**THE REQUEST:**
Count the lines in the records below that contain the string "headscarf", and reply with only that number.

**DATA PROVIDED:**
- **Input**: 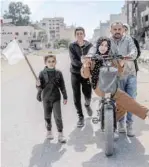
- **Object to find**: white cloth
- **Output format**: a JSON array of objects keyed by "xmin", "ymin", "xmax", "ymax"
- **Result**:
[{"xmin": 2, "ymin": 40, "xmax": 24, "ymax": 65}]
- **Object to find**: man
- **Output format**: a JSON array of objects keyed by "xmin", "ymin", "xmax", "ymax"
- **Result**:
[
  {"xmin": 69, "ymin": 27, "xmax": 92, "ymax": 127},
  {"xmin": 88, "ymin": 22, "xmax": 137, "ymax": 137},
  {"xmin": 123, "ymin": 24, "xmax": 141, "ymax": 73},
  {"xmin": 111, "ymin": 22, "xmax": 137, "ymax": 137}
]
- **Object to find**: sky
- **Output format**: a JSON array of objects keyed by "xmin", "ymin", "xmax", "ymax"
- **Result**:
[{"xmin": 0, "ymin": 0, "xmax": 124, "ymax": 38}]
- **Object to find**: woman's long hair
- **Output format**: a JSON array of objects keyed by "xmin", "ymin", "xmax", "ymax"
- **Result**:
[
  {"xmin": 96, "ymin": 37, "xmax": 111, "ymax": 55},
  {"xmin": 91, "ymin": 37, "xmax": 111, "ymax": 89}
]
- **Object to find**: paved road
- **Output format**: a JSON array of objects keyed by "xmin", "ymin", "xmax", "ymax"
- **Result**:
[{"xmin": 1, "ymin": 53, "xmax": 149, "ymax": 167}]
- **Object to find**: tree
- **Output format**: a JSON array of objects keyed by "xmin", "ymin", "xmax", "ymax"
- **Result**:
[{"xmin": 3, "ymin": 2, "xmax": 31, "ymax": 26}]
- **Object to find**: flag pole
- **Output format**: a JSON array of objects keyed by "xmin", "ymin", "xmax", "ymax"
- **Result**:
[{"xmin": 16, "ymin": 40, "xmax": 38, "ymax": 80}]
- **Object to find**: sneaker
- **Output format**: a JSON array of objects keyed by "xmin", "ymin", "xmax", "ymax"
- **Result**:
[
  {"xmin": 58, "ymin": 132, "xmax": 66, "ymax": 143},
  {"xmin": 77, "ymin": 117, "xmax": 84, "ymax": 128},
  {"xmin": 127, "ymin": 123, "xmax": 135, "ymax": 137},
  {"xmin": 118, "ymin": 122, "xmax": 126, "ymax": 133},
  {"xmin": 114, "ymin": 131, "xmax": 119, "ymax": 141},
  {"xmin": 85, "ymin": 105, "xmax": 93, "ymax": 117},
  {"xmin": 46, "ymin": 131, "xmax": 54, "ymax": 140}
]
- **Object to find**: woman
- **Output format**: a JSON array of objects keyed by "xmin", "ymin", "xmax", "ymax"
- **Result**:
[{"xmin": 81, "ymin": 38, "xmax": 149, "ymax": 121}]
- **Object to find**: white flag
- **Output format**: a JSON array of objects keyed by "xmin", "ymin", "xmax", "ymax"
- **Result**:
[{"xmin": 2, "ymin": 40, "xmax": 24, "ymax": 65}]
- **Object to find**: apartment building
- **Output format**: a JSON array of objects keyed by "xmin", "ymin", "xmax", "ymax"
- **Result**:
[
  {"xmin": 0, "ymin": 19, "xmax": 47, "ymax": 49},
  {"xmin": 60, "ymin": 26, "xmax": 75, "ymax": 42},
  {"xmin": 38, "ymin": 17, "xmax": 65, "ymax": 42},
  {"xmin": 127, "ymin": 1, "xmax": 149, "ymax": 45}
]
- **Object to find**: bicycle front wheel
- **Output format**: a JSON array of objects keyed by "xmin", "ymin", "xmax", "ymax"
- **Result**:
[{"xmin": 104, "ymin": 104, "xmax": 114, "ymax": 156}]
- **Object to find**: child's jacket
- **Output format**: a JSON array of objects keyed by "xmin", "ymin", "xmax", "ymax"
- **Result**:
[{"xmin": 37, "ymin": 67, "xmax": 67, "ymax": 102}]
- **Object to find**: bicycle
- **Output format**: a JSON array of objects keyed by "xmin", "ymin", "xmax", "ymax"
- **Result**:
[{"xmin": 84, "ymin": 55, "xmax": 131, "ymax": 156}]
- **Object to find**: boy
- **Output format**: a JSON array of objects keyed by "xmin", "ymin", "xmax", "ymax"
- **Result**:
[
  {"xmin": 36, "ymin": 55, "xmax": 67, "ymax": 143},
  {"xmin": 69, "ymin": 27, "xmax": 93, "ymax": 127}
]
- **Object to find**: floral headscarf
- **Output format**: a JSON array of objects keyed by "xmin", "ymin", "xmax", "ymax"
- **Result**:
[{"xmin": 91, "ymin": 37, "xmax": 111, "ymax": 89}]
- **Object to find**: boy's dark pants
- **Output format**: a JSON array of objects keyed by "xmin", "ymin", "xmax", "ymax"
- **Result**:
[
  {"xmin": 43, "ymin": 100, "xmax": 63, "ymax": 132},
  {"xmin": 71, "ymin": 73, "xmax": 92, "ymax": 118}
]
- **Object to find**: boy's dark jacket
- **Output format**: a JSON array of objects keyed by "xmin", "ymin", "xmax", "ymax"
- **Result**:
[
  {"xmin": 37, "ymin": 67, "xmax": 67, "ymax": 102},
  {"xmin": 69, "ymin": 41, "xmax": 92, "ymax": 74}
]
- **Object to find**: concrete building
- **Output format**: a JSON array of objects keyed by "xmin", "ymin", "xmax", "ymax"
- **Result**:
[
  {"xmin": 110, "ymin": 3, "xmax": 127, "ymax": 25},
  {"xmin": 1, "ymin": 25, "xmax": 34, "ymax": 49},
  {"xmin": 0, "ymin": 19, "xmax": 46, "ymax": 49},
  {"xmin": 60, "ymin": 26, "xmax": 75, "ymax": 41},
  {"xmin": 127, "ymin": 1, "xmax": 149, "ymax": 45},
  {"xmin": 38, "ymin": 17, "xmax": 65, "ymax": 42},
  {"xmin": 92, "ymin": 27, "xmax": 100, "ymax": 43}
]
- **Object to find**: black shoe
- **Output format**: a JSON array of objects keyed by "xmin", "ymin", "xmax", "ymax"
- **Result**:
[
  {"xmin": 85, "ymin": 105, "xmax": 93, "ymax": 117},
  {"xmin": 77, "ymin": 117, "xmax": 84, "ymax": 128}
]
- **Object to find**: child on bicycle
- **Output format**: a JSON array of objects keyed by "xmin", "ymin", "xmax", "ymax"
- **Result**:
[
  {"xmin": 36, "ymin": 55, "xmax": 67, "ymax": 143},
  {"xmin": 81, "ymin": 37, "xmax": 149, "ymax": 134}
]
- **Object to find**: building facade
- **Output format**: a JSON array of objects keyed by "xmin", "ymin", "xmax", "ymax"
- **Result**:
[
  {"xmin": 60, "ymin": 26, "xmax": 75, "ymax": 42},
  {"xmin": 38, "ymin": 17, "xmax": 65, "ymax": 42},
  {"xmin": 0, "ymin": 19, "xmax": 46, "ymax": 49}
]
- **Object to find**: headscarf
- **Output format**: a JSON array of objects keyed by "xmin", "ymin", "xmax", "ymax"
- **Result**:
[
  {"xmin": 91, "ymin": 37, "xmax": 111, "ymax": 89},
  {"xmin": 123, "ymin": 23, "xmax": 130, "ymax": 35},
  {"xmin": 96, "ymin": 37, "xmax": 111, "ymax": 55}
]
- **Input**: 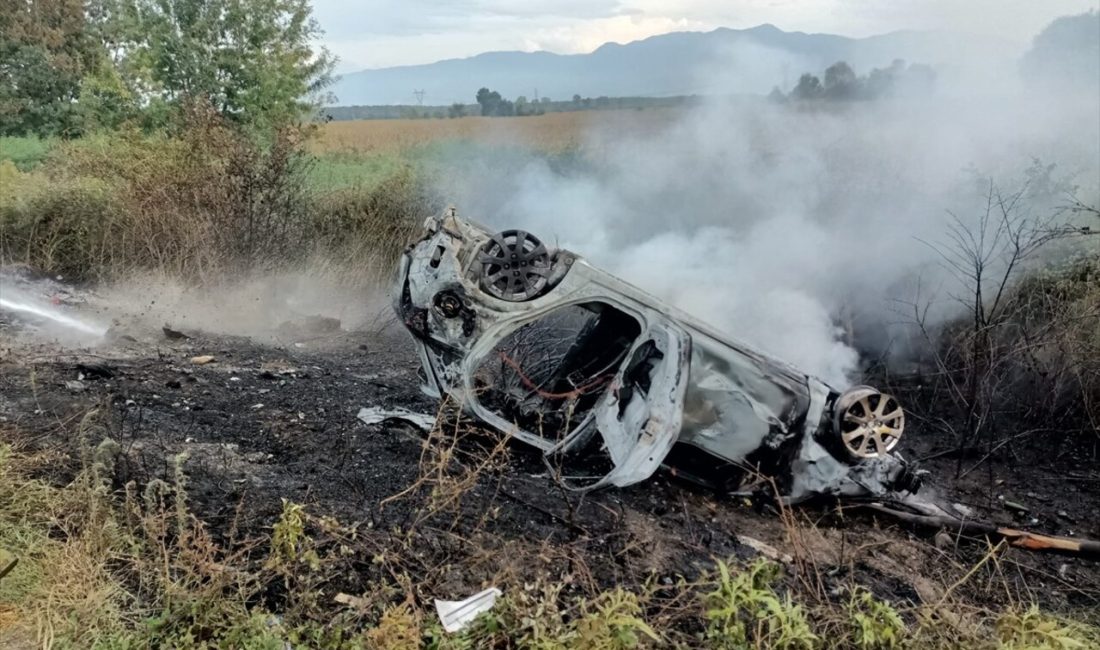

**THE OUTPUT:**
2